Work task => Search the material for the string "lamp", then return every line where it is found.

Information given =>
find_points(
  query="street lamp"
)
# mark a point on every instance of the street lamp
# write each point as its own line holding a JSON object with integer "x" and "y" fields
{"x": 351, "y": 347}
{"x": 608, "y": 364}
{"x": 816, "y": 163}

Finished task =>
  query="street lamp"
# mark a point on every instance of the street lamp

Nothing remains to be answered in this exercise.